#### [Study questions]
(1) According to the article on the California vaccine exemption poll, how is the new state law meant to raise immunization rates at schools and day-care facilities? Answer in one to three sentences.
(2) In the article on the California vaccine exemption poll, what percentage of Republicans supported the law?

#### [Document segment]
* * * * * * *

SACRAMENTO — Californians strongly support a state law creating new oversight of vaccine medical exemptions for schoolchildren in a statewide poll released Monday, with backing across a spectrum of political affiliations, income and education levels, and geography.
The UC Berkeley Institute of Governmental Studies poll, conducted for the Los Angeles Times, found that 90% of Democrats, 82% of those with no party preference and 73% of Republicans supported the effort to increase immunization rates at schools and day-care facilities by allowing the California Department of Public Health to review and possibly reject a doctor’s determination that a child should skip all or some of their shots.
Overall, 8 out of 10 voters surveyed said they supported the new law, with 61% saying they favored it strongly. Just 16% said they opposed it. The strongest dissent came from participants in the poll who described themselves as very politically conservative — 1 out of 3 of those voters said they opposed it.
Still, 67% of conservative voters who participated overwhelmingly supported the vaccination law, said Mark DiCamillo, director of the Berkeley IGS poll.
“This is not just casual support; there is very strong support among a large segment of voters,” DiCamillo said. “The most likely to be on board are liberals and those who say they are concerned about the measles outbreak.”

* * * * * * *

#### [Exercise data]

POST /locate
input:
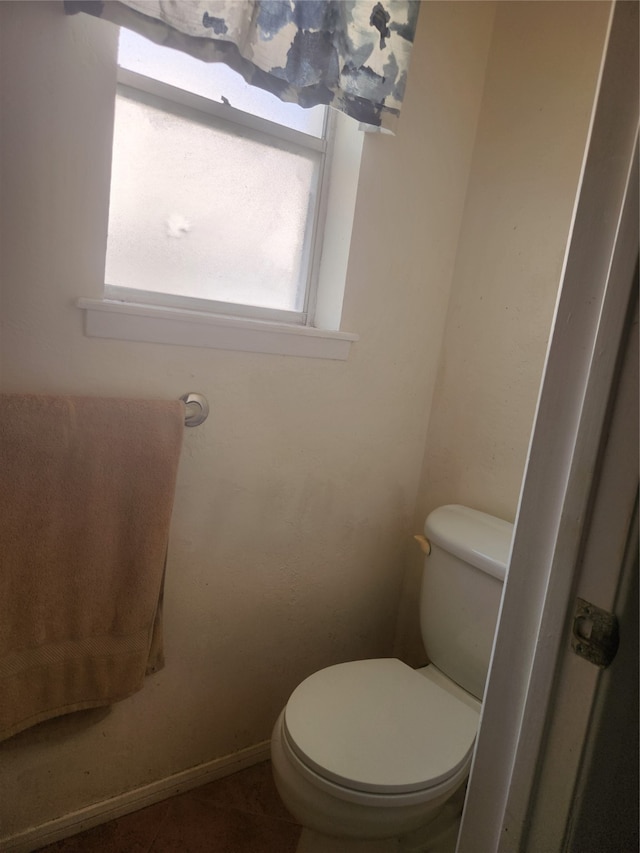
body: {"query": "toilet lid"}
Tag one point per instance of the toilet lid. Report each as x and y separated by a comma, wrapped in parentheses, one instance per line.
(379, 726)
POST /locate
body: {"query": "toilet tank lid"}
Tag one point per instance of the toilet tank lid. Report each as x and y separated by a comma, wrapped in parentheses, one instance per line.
(475, 537)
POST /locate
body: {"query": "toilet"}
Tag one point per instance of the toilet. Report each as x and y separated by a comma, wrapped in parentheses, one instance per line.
(374, 749)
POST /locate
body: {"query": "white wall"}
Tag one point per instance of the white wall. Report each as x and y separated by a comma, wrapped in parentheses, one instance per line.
(539, 90)
(296, 497)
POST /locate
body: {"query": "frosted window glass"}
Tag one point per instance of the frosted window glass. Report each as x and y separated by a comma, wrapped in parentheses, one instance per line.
(213, 80)
(203, 212)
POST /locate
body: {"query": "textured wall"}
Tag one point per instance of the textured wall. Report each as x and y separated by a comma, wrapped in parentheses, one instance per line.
(532, 131)
(296, 498)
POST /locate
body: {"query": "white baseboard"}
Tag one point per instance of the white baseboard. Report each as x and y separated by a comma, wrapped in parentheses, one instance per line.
(97, 813)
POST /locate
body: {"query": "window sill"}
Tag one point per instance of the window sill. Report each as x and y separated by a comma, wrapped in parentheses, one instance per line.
(159, 325)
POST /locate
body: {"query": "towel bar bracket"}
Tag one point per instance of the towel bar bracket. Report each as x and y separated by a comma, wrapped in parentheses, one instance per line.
(197, 408)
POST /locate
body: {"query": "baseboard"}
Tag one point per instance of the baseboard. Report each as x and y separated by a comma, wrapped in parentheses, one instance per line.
(131, 801)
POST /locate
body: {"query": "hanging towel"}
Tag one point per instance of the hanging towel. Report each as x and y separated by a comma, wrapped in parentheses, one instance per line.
(86, 492)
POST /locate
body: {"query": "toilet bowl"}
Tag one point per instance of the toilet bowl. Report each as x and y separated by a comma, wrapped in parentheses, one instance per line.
(374, 749)
(419, 729)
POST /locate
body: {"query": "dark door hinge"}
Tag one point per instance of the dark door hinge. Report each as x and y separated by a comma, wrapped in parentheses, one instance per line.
(595, 635)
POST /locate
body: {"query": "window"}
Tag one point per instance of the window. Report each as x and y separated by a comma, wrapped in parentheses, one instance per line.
(219, 193)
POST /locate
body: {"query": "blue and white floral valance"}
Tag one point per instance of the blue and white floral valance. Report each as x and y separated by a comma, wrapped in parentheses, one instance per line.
(350, 54)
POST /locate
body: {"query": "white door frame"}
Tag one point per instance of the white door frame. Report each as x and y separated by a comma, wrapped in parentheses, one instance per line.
(561, 467)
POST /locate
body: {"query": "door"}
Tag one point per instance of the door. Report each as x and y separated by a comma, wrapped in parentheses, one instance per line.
(518, 799)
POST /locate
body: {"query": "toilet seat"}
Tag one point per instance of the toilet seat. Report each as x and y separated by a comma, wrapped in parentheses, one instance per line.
(379, 727)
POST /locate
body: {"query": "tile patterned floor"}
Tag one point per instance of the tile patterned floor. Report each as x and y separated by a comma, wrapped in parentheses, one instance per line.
(241, 813)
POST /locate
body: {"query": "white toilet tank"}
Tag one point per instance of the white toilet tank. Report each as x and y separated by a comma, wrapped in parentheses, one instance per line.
(461, 590)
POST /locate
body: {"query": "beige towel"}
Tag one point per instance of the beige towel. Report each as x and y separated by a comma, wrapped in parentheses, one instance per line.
(86, 491)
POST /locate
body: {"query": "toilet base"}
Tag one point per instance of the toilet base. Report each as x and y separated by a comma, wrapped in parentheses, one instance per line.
(314, 842)
(438, 837)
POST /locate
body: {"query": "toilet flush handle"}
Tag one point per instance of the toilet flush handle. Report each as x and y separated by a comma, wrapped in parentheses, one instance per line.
(424, 543)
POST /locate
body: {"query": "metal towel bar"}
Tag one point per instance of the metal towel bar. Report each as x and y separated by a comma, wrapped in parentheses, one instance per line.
(196, 407)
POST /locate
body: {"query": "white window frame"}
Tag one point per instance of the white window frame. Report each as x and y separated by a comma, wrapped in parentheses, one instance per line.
(127, 313)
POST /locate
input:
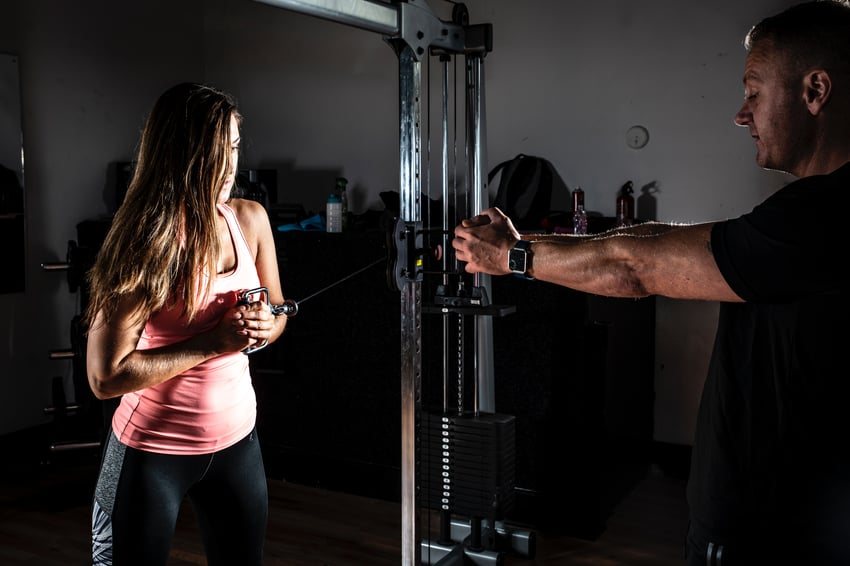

* * * * * * *

#### [Results of the tasks]
(1) The law lets the California Department of Public Health review a doctor's determination that a child should skip all or some of their shots. The department can then possibly reject that determination.

(2) 73% of Republicans supported it.